#### The records ####
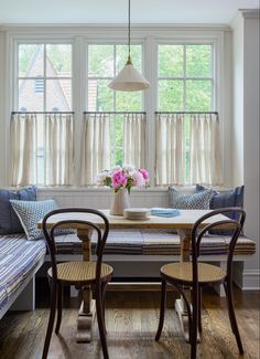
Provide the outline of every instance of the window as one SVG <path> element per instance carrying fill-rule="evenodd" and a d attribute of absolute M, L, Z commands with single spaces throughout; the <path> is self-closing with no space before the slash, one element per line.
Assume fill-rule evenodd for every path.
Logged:
<path fill-rule="evenodd" d="M 136 68 L 142 71 L 142 46 L 131 46 Z M 121 44 L 88 45 L 88 93 L 89 112 L 139 112 L 142 110 L 141 92 L 115 92 L 108 87 L 109 82 L 126 64 L 128 46 Z M 110 162 L 122 165 L 123 115 L 110 116 Z"/>
<path fill-rule="evenodd" d="M 136 34 L 138 31 L 137 29 Z M 224 87 L 217 82 L 218 78 L 223 78 L 221 74 L 216 78 L 216 68 L 221 70 L 225 65 L 218 63 L 223 61 L 223 56 L 217 53 L 217 49 L 223 46 L 219 35 L 205 32 L 206 38 L 202 39 L 199 31 L 197 34 L 191 33 L 188 40 L 188 32 L 185 32 L 185 40 L 182 41 L 174 39 L 175 32 L 172 32 L 173 38 L 170 39 L 171 32 L 165 30 L 160 32 L 160 40 L 158 40 L 156 35 L 149 31 L 149 39 L 145 38 L 142 30 L 139 38 L 136 38 L 137 42 L 131 45 L 131 56 L 138 71 L 142 72 L 145 68 L 145 76 L 152 86 L 145 92 L 131 93 L 115 92 L 108 87 L 109 82 L 123 68 L 128 57 L 128 45 L 120 42 L 123 40 L 115 39 L 115 31 L 101 33 L 99 29 L 95 34 L 95 30 L 89 33 L 84 30 L 82 34 L 77 34 L 77 40 L 74 40 L 72 34 L 71 40 L 66 38 L 66 41 L 63 40 L 64 33 L 62 38 L 58 38 L 59 32 L 50 41 L 41 40 L 41 38 L 35 40 L 33 36 L 30 40 L 28 35 L 24 40 L 21 40 L 20 35 L 17 40 L 13 38 L 17 44 L 13 109 L 22 112 L 20 115 L 24 118 L 30 117 L 30 113 L 36 118 L 33 133 L 36 138 L 36 146 L 34 146 L 36 160 L 32 162 L 34 166 L 32 172 L 36 173 L 33 178 L 36 178 L 35 182 L 39 184 L 54 186 L 54 182 L 55 186 L 94 184 L 93 179 L 99 170 L 122 165 L 123 161 L 148 168 L 151 175 L 151 186 L 193 182 L 193 173 L 198 165 L 191 166 L 194 162 L 192 151 L 196 149 L 199 158 L 203 158 L 203 155 L 198 146 L 194 147 L 194 140 L 195 145 L 198 144 L 193 128 L 194 116 L 183 113 L 199 113 L 196 117 L 198 122 L 198 118 L 203 117 L 201 113 L 212 112 L 208 120 L 213 124 L 217 123 L 216 127 L 219 127 L 220 120 L 214 120 L 218 115 L 213 113 L 220 110 L 216 108 L 218 103 L 216 97 Z M 73 57 L 77 66 L 73 66 Z M 85 78 L 83 74 L 86 74 Z M 72 103 L 73 78 L 78 80 L 75 82 L 74 106 Z M 216 92 L 216 88 L 219 91 Z M 73 113 L 72 109 L 74 109 Z M 154 110 L 159 114 L 154 114 Z M 180 112 L 182 115 L 178 114 Z M 34 115 L 34 113 L 37 114 Z M 162 113 L 173 113 L 172 117 L 169 116 L 172 118 L 171 122 L 166 118 L 169 114 Z M 63 118 L 71 116 L 67 122 L 71 125 L 65 126 L 65 119 L 59 122 L 61 116 Z M 96 123 L 90 120 L 94 117 Z M 54 131 L 51 128 L 53 122 L 64 125 L 55 127 L 59 128 L 55 140 L 51 140 L 54 138 Z M 100 125 L 102 122 L 104 127 Z M 161 131 L 158 126 L 159 122 L 162 125 Z M 176 124 L 178 126 L 176 136 L 172 136 L 174 137 L 172 142 L 166 140 L 166 137 L 173 135 L 174 131 L 170 130 L 170 123 L 172 127 L 176 127 Z M 30 118 L 28 124 L 30 125 Z M 90 125 L 86 126 L 86 124 L 91 124 L 91 130 L 97 135 L 95 140 L 89 129 Z M 160 144 L 164 146 L 163 150 L 155 141 L 159 137 L 158 133 L 163 134 L 160 137 Z M 69 179 L 69 183 L 59 180 L 56 175 L 53 175 L 53 180 L 50 180 L 52 168 L 48 166 L 47 169 L 46 166 L 50 158 L 55 158 L 54 148 L 51 145 L 56 144 L 57 156 L 61 158 L 67 156 L 66 147 L 62 146 L 65 144 L 63 136 L 71 138 L 69 156 L 72 156 L 68 162 L 75 176 L 74 179 Z M 85 161 L 88 162 L 87 175 L 90 172 L 88 166 L 91 165 L 91 178 L 87 181 L 83 180 L 85 176 L 83 170 L 84 136 L 90 144 L 85 156 Z M 50 138 L 48 144 L 47 138 Z M 221 145 L 223 139 L 219 142 Z M 96 146 L 97 144 L 101 144 L 101 148 Z M 130 148 L 128 144 L 133 144 L 133 146 Z M 205 152 L 209 154 L 207 149 Z M 215 155 L 214 149 L 212 152 Z M 102 156 L 95 154 L 102 154 Z M 126 156 L 126 154 L 131 156 Z M 165 158 L 163 159 L 162 156 Z M 182 166 L 176 165 L 180 161 L 175 160 L 175 157 L 182 160 Z M 140 161 L 138 161 L 139 158 Z M 65 167 L 61 165 L 61 173 L 67 173 Z M 177 167 L 182 168 L 182 176 Z M 201 167 L 206 168 L 205 165 Z M 169 173 L 174 175 L 170 173 L 171 176 L 166 178 L 160 177 L 160 168 L 167 168 Z M 161 170 L 161 172 L 166 171 Z M 210 181 L 214 183 L 213 179 Z"/>
<path fill-rule="evenodd" d="M 17 107 L 23 112 L 72 109 L 72 45 L 18 45 Z M 44 183 L 44 116 L 37 115 L 36 173 Z"/>
<path fill-rule="evenodd" d="M 159 110 L 213 109 L 212 44 L 161 44 L 158 57 Z"/>
<path fill-rule="evenodd" d="M 210 112 L 214 99 L 212 44 L 158 46 L 159 112 Z M 191 182 L 191 117 L 184 116 L 185 183 Z"/>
####
* **Problem description**
Render every line of the data above as a Markdown table with the columns Row and Line, where Row numbers each line. Skip blank lines and leave the pictures out.

* **Answer to the task**
| Row | Line |
|---|---|
| 1 | Provide the outline of every instance of the window as one SVG <path> element per instance carrying fill-rule="evenodd" and a d attribute of absolute M, L, Z commands with single spaces throughout; the <path> is self-closing with no space before the slash, one element per line. |
| 2 | Assume fill-rule evenodd for every path. |
| 3 | Logged: |
| 4 | <path fill-rule="evenodd" d="M 136 68 L 142 71 L 142 46 L 131 46 Z M 121 44 L 88 45 L 88 93 L 89 112 L 139 112 L 142 110 L 141 92 L 115 92 L 108 87 L 109 82 L 126 64 L 128 46 Z M 110 162 L 122 165 L 123 115 L 110 116 Z"/> |
| 5 | <path fill-rule="evenodd" d="M 136 34 L 138 31 L 137 29 Z M 224 87 L 217 82 L 218 78 L 223 78 L 221 74 L 216 78 L 216 68 L 221 70 L 225 65 L 218 63 L 223 61 L 223 56 L 217 53 L 217 49 L 223 46 L 219 35 L 205 32 L 206 38 L 202 39 L 199 31 L 197 34 L 191 33 L 188 40 L 188 32 L 185 32 L 185 40 L 182 41 L 174 39 L 175 32 L 172 32 L 173 38 L 170 39 L 171 32 L 165 30 L 160 32 L 160 40 L 158 40 L 156 35 L 149 31 L 149 39 L 145 38 L 142 30 L 139 38 L 136 38 L 137 42 L 131 45 L 131 56 L 138 71 L 142 72 L 145 68 L 145 76 L 152 86 L 145 92 L 131 93 L 115 92 L 108 87 L 109 82 L 123 68 L 128 57 L 128 45 L 120 42 L 123 40 L 115 39 L 115 31 L 101 33 L 99 29 L 95 34 L 95 30 L 89 33 L 84 30 L 82 34 L 77 34 L 77 40 L 74 40 L 72 34 L 71 40 L 66 38 L 66 41 L 63 40 L 64 33 L 62 38 L 58 38 L 59 32 L 50 41 L 41 40 L 41 38 L 35 40 L 33 36 L 30 40 L 28 35 L 24 40 L 21 40 L 20 35 L 17 40 L 13 38 L 17 44 L 13 109 L 22 112 L 20 115 L 24 118 L 30 117 L 30 113 L 36 118 L 33 133 L 36 138 L 36 146 L 34 146 L 36 160 L 32 162 L 34 166 L 32 172 L 36 173 L 33 178 L 36 178 L 35 182 L 39 184 L 54 186 L 54 182 L 55 186 L 94 184 L 93 179 L 99 170 L 122 165 L 123 161 L 148 168 L 151 175 L 151 186 L 193 182 L 193 173 L 198 165 L 191 166 L 194 162 L 192 151 L 196 149 L 199 158 L 203 158 L 203 155 L 198 146 L 194 147 L 194 140 L 195 145 L 198 144 L 193 128 L 194 116 L 183 113 L 199 113 L 196 117 L 198 122 L 198 118 L 203 117 L 201 113 L 212 112 L 208 120 L 213 124 L 217 123 L 216 127 L 219 127 L 220 120 L 214 120 L 218 115 L 213 113 L 220 110 L 216 108 L 218 103 L 216 97 Z M 73 57 L 77 66 L 73 66 Z M 85 78 L 83 74 L 86 74 Z M 72 103 L 73 78 L 78 80 L 75 82 L 74 106 Z M 216 92 L 216 88 L 219 91 Z M 73 113 L 72 109 L 74 109 Z M 154 110 L 159 114 L 154 114 Z M 180 112 L 182 115 L 178 114 Z M 34 115 L 34 113 L 37 114 Z M 162 113 L 173 113 L 172 117 L 169 116 L 172 118 L 171 122 L 166 118 L 169 114 Z M 63 118 L 71 116 L 67 122 L 71 125 L 65 126 L 65 119 L 59 122 L 61 116 Z M 96 123 L 90 120 L 94 117 Z M 54 131 L 51 128 L 53 122 L 64 125 L 55 127 L 59 128 L 55 140 L 51 140 L 54 138 Z M 100 125 L 102 122 L 104 127 Z M 161 131 L 158 126 L 159 122 L 162 125 Z M 176 124 L 178 126 L 176 136 L 172 136 L 174 137 L 172 142 L 166 140 L 166 137 L 173 135 L 174 131 L 170 130 L 170 123 L 172 127 L 176 127 Z M 30 118 L 28 124 L 30 125 Z M 90 125 L 86 126 L 86 124 L 91 124 L 91 130 L 97 135 L 95 140 L 89 129 Z M 160 144 L 164 146 L 163 150 L 155 141 L 159 137 L 158 133 L 163 134 L 160 137 Z M 69 179 L 69 183 L 59 180 L 56 175 L 53 175 L 53 180 L 50 180 L 52 168 L 48 166 L 47 169 L 46 166 L 50 158 L 55 158 L 54 148 L 51 145 L 56 144 L 57 156 L 61 158 L 67 156 L 66 147 L 62 146 L 65 144 L 63 136 L 71 138 L 69 156 L 72 156 L 68 162 L 75 176 L 74 179 Z M 85 161 L 88 162 L 87 175 L 90 172 L 88 166 L 91 165 L 91 178 L 87 181 L 83 180 L 85 176 L 83 170 L 84 136 L 90 144 L 85 156 Z M 50 138 L 48 144 L 47 138 Z M 221 145 L 223 139 L 219 142 Z M 96 146 L 97 144 L 101 144 L 101 148 Z M 130 148 L 128 144 L 133 144 L 133 146 Z M 205 152 L 209 154 L 207 149 Z M 215 155 L 214 149 L 212 152 Z M 102 156 L 95 154 L 102 154 Z M 126 156 L 126 154 L 131 156 Z M 165 158 L 163 159 L 162 156 Z M 182 166 L 176 165 L 180 161 L 175 160 L 175 157 L 182 160 Z M 140 161 L 138 161 L 139 158 Z M 65 167 L 61 165 L 61 173 L 67 173 Z M 177 167 L 182 168 L 182 176 Z M 201 167 L 206 168 L 205 165 Z M 169 173 L 174 175 L 170 173 L 171 176 L 166 178 L 160 177 L 160 168 L 167 168 Z M 161 170 L 161 172 L 166 171 Z M 210 181 L 214 183 L 213 179 Z"/> |
| 6 | <path fill-rule="evenodd" d="M 17 107 L 23 112 L 72 109 L 72 45 L 18 45 Z M 44 183 L 44 116 L 37 115 L 36 173 Z"/> |
| 7 | <path fill-rule="evenodd" d="M 159 110 L 213 109 L 212 44 L 161 44 L 158 57 Z"/> |
| 8 | <path fill-rule="evenodd" d="M 210 112 L 214 99 L 212 44 L 158 46 L 159 112 Z M 191 182 L 191 117 L 184 116 L 185 183 Z"/> |